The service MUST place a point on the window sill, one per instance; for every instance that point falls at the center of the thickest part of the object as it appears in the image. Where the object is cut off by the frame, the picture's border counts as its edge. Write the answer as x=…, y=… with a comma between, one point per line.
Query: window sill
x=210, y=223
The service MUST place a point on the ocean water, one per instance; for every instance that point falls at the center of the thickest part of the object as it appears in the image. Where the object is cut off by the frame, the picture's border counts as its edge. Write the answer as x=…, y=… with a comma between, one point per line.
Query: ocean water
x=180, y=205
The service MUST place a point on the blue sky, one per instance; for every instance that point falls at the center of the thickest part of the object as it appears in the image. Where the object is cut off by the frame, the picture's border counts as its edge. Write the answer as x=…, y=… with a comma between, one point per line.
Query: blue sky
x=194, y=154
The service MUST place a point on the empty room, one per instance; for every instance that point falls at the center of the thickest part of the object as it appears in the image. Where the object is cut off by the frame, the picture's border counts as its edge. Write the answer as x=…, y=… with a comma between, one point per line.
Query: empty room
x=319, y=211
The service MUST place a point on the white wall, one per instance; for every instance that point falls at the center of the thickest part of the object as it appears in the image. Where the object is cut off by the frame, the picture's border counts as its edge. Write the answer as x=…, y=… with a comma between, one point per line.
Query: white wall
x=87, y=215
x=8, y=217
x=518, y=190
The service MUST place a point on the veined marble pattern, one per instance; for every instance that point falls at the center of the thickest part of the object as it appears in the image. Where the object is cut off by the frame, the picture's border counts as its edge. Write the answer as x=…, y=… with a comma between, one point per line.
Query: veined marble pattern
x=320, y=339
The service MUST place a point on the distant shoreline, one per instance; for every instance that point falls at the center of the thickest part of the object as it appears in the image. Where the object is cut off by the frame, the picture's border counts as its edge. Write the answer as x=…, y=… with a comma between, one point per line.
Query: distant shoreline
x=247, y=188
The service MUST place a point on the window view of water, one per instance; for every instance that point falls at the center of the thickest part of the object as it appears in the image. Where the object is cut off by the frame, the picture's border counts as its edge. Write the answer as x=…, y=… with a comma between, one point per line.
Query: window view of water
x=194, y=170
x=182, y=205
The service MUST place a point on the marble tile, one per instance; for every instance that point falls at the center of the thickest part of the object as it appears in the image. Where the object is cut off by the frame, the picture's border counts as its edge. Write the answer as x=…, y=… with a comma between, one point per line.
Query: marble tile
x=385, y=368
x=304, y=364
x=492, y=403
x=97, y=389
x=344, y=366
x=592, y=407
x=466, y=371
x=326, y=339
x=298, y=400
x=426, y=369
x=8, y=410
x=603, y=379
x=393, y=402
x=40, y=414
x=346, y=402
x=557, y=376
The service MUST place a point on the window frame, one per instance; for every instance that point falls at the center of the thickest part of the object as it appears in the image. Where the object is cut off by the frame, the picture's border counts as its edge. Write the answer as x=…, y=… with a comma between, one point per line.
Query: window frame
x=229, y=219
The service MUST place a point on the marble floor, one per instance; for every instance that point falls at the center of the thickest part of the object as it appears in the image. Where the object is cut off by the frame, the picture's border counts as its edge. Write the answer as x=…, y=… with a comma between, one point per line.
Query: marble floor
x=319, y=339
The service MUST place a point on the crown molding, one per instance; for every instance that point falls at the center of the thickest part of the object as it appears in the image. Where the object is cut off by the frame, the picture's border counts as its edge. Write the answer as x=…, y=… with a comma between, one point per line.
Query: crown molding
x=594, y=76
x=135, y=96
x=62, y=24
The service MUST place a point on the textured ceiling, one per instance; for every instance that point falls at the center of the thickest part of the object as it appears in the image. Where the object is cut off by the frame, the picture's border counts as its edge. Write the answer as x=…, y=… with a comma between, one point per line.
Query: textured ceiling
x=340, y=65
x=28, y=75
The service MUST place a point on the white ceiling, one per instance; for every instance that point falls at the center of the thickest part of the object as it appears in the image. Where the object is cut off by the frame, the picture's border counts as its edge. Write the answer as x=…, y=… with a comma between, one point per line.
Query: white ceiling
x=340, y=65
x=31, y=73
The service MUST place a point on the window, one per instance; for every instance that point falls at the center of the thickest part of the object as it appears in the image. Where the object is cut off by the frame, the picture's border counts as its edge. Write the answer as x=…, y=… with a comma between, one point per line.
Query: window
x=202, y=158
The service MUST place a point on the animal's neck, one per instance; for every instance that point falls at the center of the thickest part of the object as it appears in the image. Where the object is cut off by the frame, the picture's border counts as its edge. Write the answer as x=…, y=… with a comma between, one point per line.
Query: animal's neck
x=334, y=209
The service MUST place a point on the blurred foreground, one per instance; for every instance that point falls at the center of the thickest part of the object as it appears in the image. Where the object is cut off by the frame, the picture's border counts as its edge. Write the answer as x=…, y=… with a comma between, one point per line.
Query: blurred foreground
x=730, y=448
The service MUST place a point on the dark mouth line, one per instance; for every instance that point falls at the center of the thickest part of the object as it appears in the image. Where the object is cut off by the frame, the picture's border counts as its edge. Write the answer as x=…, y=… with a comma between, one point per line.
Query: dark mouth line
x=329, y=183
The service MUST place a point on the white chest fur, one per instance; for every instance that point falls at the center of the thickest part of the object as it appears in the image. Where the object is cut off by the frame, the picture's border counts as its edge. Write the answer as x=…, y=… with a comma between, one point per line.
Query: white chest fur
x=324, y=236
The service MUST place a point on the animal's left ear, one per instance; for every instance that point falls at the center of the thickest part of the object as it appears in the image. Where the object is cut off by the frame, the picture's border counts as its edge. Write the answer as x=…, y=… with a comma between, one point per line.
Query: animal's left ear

▸ **Instructions to follow**
Rescale the items from the line with "The service MUST place a point on the blue" up to and including the line with "x=194, y=154". Reproduce every line in that span in full, multiplying each point coordinate in the answers by 1.25 and rounding to whole numbers with halves rounded up, and return only those lines.

▸ **Output of the exercise**
The service MUST place a point on the blue sky, one per instance; for every instance that point falls at the center of the thickest part of the object as it appears in the image. Where the object is cut off by the frame, the picture's border counts as its edge. Write the answer as x=…, y=… with a comma between, one point per line.
Query: blue sky
x=243, y=193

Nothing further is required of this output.